Excerpted text
━━━━━━━━━━

They reached the friary and church, and the little group knelt before the altar waiting to receive Communion, which was distributed by Padre Pio after Mass. When it was Ubaldo's turn, he held the paten in his hand. Suddenly, he turned pale and waxen like a candle, let go of the paten, and started to fall backwards. His father rushed over to him and held him tightly in his arms. Ubaldo's body seemed cold as marble, and to Gattamorta it seemed that his son had no signs of life.
Assisted by Ubaldo's cousin Narda, they brought him into the sacristy and seated him on a bench, where he remained immobile. They sprayed water on his face, and someone found some vinegar which they put under his nose, but nothing could revive him. When Padre Pio had finished his Mass and went into the sacristy, Ubaldo was still in this state. What was the Padre's reaction upon seeing him? First he smiled at him kindly and gently. Then he put his hand upon his head and lovingly caressed his head and face. At this, Ubaldo suddenly revived.
His father began to cry after witnessing his son coming to life again upon the touch of Padre Pio. Gattamorta asked him if he felt ill, but Ubaldo replied that he did not feel sick at all. He expressed a desire to receive Communion when Padre Pio returned to the chapel to distribute it, and both father and son went to receive the Holy Particle from the saint's stigmatized hand. Afterwards in the sacristy, Padre Pio once again gave a gentle caress to Ubaldo, and kissed him on the forehead.
Throughout the rest of that day, Ubaldo felt completely well. He remained so for the duration of their stay at San Giovanni Rotondo and also after their return home to Bologna. It was the first time something like this had ever happened to him, and it was also the last time. After his encounters with Padre Pio, Ubaldo became his enthusiastic admirer, and his devoted spiritual child.
Not long after their homecoming, a telegram arrived for Ubaldo's cousin Narda, who was at that time living in the same home with Gattamorta's family. His father Giacomo, was the brother-in-law of Gattamorta. With a few words, the telegram stated that Narda's father was gravely ill and he wanted to see his son. “Giacomo grave, attendo Narda.” As soon as he read the cryptic message, Narda burst out crying, fearing that his father might be dying. Ubaldo and Narda immediately left for Ravenna to the home of the sick man. Upon seeing him, Ubaldo urgently wired Gattamorta stating that Uncle Giacomo was very sick, stricken by cerebrospinal meningitis. His condition was hopeless.

━━━━━━━━━━

Given records
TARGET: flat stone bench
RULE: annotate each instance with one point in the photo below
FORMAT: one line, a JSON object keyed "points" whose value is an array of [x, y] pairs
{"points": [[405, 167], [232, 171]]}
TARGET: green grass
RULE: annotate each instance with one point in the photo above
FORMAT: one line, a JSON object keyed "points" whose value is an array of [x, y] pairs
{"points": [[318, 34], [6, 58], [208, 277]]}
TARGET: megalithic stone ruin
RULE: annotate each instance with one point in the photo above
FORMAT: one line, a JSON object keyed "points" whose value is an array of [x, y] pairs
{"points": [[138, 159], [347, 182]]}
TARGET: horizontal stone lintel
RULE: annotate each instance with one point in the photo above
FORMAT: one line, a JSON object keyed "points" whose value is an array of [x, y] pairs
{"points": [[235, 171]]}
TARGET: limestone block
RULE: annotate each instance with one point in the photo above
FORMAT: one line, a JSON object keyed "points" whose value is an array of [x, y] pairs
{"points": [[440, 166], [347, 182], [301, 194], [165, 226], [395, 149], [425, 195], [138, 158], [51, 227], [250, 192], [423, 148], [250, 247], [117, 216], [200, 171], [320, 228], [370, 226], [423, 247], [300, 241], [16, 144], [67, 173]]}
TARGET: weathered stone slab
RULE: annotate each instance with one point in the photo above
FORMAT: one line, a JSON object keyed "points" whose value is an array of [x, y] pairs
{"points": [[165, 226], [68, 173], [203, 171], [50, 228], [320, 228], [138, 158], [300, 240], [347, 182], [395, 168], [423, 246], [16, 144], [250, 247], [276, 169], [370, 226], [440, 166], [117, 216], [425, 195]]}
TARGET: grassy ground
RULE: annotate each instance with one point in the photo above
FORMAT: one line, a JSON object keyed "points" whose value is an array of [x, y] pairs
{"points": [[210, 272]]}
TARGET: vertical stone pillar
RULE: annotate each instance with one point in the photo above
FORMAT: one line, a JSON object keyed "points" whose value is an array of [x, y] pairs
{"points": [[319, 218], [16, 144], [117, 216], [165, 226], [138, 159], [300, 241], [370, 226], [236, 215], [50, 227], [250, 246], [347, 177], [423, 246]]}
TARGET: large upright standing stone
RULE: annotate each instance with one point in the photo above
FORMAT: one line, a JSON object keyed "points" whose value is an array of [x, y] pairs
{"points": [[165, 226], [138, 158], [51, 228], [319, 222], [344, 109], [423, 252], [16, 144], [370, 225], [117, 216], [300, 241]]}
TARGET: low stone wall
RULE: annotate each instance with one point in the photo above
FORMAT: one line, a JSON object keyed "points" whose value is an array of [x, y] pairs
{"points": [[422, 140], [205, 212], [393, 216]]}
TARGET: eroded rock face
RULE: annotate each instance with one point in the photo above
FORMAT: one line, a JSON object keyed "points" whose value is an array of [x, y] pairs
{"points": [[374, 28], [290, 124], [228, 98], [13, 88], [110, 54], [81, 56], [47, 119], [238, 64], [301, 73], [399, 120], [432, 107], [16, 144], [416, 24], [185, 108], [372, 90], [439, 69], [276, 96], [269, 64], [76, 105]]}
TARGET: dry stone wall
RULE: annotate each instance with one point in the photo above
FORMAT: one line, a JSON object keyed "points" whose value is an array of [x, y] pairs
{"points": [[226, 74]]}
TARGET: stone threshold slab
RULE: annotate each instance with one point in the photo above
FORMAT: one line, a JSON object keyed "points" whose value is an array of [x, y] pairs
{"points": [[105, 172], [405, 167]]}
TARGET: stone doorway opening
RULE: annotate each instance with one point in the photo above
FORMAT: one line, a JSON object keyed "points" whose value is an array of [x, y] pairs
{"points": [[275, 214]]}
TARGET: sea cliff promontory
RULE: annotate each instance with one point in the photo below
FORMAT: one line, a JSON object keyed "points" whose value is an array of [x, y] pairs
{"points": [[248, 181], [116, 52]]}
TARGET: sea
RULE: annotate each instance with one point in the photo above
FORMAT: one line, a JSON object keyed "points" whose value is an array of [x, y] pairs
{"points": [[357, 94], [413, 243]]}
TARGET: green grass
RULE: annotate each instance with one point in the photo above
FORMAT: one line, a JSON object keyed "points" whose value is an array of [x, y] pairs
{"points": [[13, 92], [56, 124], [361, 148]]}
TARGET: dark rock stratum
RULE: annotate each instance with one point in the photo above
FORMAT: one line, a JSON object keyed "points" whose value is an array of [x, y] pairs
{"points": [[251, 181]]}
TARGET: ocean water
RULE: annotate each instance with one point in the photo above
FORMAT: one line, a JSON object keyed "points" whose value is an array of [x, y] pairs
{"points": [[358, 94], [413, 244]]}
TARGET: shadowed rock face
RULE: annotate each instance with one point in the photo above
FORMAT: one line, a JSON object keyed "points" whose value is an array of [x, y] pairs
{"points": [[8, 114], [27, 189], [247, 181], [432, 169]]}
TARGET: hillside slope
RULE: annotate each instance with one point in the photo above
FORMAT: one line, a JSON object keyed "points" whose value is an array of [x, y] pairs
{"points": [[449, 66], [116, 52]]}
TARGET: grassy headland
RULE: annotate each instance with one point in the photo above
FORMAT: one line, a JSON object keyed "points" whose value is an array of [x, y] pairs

━━━━━━━━━━

Exercise brief
Please quote the passage about Ubaldo and Padre Pio above word for word, starting with "His father began" and going on through "devoted spiritual child.".

Task response
His father began to cry after witnessing his son coming to life again upon the touch of Padre Pio. Gattamorta asked him if he felt ill, but Ubaldo replied that he did not feel sick at all. He expressed a desire to receive Communion when Padre Pio returned to the chapel to distribute it, and both father and son went to receive the Holy Particle from the saint's stigmatized hand. Afterwards in the sacristy, Padre Pio once again gave a gentle caress to Ubaldo, and kissed him on the forehead.
Throughout the rest of that day, Ubaldo felt completely well. He remained so for the duration of their stay at San Giovanni Rotondo and also after their return home to Bologna. It was the first time something like this had ever happened to him, and it was also the last time. After his encounters with Padre Pio, Ubaldo became his enthusiastic admirer, and his devoted spiritual child.